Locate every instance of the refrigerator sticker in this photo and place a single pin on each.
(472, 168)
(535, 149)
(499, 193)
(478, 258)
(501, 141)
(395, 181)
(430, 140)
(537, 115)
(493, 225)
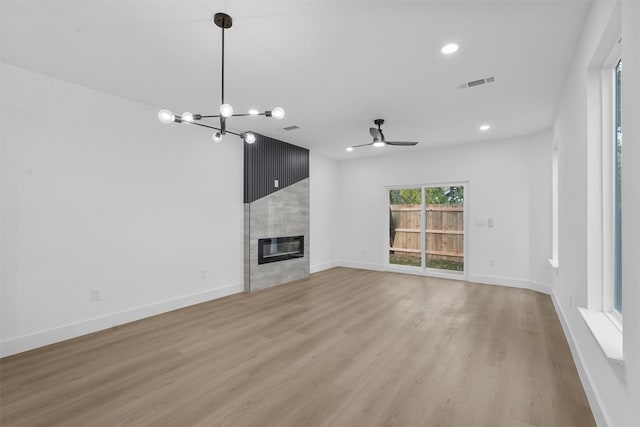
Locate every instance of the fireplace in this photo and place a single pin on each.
(275, 249)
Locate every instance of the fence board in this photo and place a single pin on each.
(444, 231)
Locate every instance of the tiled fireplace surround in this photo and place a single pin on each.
(282, 213)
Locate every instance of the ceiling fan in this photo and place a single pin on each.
(378, 138)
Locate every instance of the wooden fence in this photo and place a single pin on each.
(444, 229)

########

§ What you should do: Skip every picture and transcribe the data above exactly.

§ Task response:
Locate every instance of the refrigerator sticker in this photo and place a single pin on each.
(472, 168)
(535, 149)
(499, 193)
(478, 258)
(501, 141)
(395, 181)
(430, 140)
(537, 115)
(493, 225)
Locate every instance of the fireplace in this photo and place a single pin on each.
(275, 249)
Locate every instance of the fence board in this photo and place a single pin on each.
(444, 231)
Locate every instance of the tiled fireplace surround in this photo and place a single pin on each.
(282, 213)
Locate every instance of the ceiling fan in this photo and place a single pin on each.
(378, 138)
Locate every instance of the wooden fence in this photo and place a single pin on each.
(444, 229)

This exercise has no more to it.